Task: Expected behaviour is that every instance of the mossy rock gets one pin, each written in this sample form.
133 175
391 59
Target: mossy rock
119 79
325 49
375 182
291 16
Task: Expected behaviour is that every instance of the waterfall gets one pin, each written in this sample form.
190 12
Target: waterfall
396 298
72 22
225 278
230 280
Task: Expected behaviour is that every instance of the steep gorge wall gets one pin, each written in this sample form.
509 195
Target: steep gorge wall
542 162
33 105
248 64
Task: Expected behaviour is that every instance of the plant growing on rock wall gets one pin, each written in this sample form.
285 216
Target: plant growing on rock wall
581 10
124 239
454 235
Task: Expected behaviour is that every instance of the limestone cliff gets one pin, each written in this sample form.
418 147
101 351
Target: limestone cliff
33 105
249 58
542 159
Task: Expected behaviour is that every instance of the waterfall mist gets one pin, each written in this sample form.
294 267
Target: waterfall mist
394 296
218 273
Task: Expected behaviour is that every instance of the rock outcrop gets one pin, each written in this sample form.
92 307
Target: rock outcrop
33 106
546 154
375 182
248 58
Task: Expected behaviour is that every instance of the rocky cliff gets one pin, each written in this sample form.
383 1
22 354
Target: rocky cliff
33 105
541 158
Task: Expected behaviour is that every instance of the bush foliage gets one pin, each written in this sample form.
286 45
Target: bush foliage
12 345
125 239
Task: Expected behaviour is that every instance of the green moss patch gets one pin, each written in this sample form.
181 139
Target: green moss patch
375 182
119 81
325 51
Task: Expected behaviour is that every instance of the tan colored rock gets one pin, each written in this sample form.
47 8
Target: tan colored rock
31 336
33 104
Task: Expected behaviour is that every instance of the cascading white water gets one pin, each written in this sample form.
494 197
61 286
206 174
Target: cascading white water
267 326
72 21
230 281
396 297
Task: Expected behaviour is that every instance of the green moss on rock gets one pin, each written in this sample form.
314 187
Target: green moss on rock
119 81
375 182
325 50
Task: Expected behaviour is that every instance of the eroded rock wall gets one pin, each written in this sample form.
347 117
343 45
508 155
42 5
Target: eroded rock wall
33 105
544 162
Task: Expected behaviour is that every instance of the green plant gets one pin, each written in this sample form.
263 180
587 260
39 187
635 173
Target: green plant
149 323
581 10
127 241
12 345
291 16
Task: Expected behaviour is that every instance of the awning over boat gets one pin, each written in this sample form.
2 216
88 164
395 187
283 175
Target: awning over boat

▶ Exercise directions: Convert the stretch of the listing from the line that contains "the rock outcrop" through the end of the listing, both ends included, into a Markdown table with a column named Entry for the row number and a column named Text for the line, leaving out any blank lines.

▶ Written solution:
| Entry | Text |
|---|---|
| 1 | Task: Expected behaviour is that every instance of the rock outcrop gets one pin, each written in this sample form. |
| 2 | 92 307 |
| 3 | Target: rock outcrop |
| 4 | 33 106 |
| 5 | 546 154 |
| 6 | 375 182 |
| 7 | 248 58 |
| 8 | Task: Expected behaviour is that every instance of the rocky cliff gets one pin, each written in this sample form. |
| 9 | 383 1 |
| 10 | 22 354 |
| 11 | Target: rocky cliff |
| 12 | 33 105 |
| 13 | 541 158 |
| 14 | Task: Expected behaviour is that every instance of the bush foliage gets one pin, each written in this sample form. |
| 15 | 286 45 |
| 16 | Target: bush foliage |
| 17 | 12 345 |
| 18 | 125 239 |
| 19 | Task: Expected behaviour is that every instance of the green moss patch gets one pin, each written in this sample form. |
| 20 | 181 139 |
| 21 | Target: green moss patch |
| 22 | 375 182 |
| 23 | 119 81 |
| 24 | 325 51 |
| 25 | Task: Expected behaviour is that every instance of the tan colored rock gets one pin, each written in this sample form. |
| 26 | 47 8 |
| 27 | Target: tan colored rock |
| 28 | 31 336 |
| 29 | 33 104 |
| 30 | Task: Expected behaviour is that every instance of the cascading white water gets one pin, each written in this sample form. |
| 31 | 494 197 |
| 32 | 61 286 |
| 33 | 206 174 |
| 34 | Target: cascading white water |
| 35 | 267 326 |
| 36 | 72 21 |
| 37 | 230 281 |
| 38 | 396 297 |
| 39 | Task: Expected behaviour is that every instance of the green moss on rock gets one pin, each written in this sample form. |
| 40 | 314 187 |
| 41 | Target: green moss on rock |
| 42 | 119 81 |
| 43 | 375 182 |
| 44 | 325 50 |
| 45 | Task: Expected behaviour is that every instance of the eroded rock wall gets one pin, each written in this sample form. |
| 46 | 347 117 |
| 47 | 343 45 |
| 48 | 508 155 |
| 49 | 42 5 |
| 50 | Target: eroded rock wall |
| 51 | 33 105 |
| 52 | 544 162 |
| 53 | Task: Expected behaviour is that every instance of the green plant gets one pin, each written in this sample form. |
| 54 | 263 180 |
| 55 | 587 260 |
| 56 | 39 187 |
| 57 | 635 173 |
| 58 | Target: green plant |
| 59 | 149 323 |
| 60 | 581 10 |
| 61 | 127 241 |
| 62 | 12 345 |
| 63 | 291 16 |
| 64 | Task: Expected behaviour is that every instance of the awning over boat gets one pin, each written in this sample form. |
| 65 | 2 216 |
| 66 | 88 164 |
| 67 | 395 187 |
| 68 | 283 175 |
| 69 | Target: awning over boat |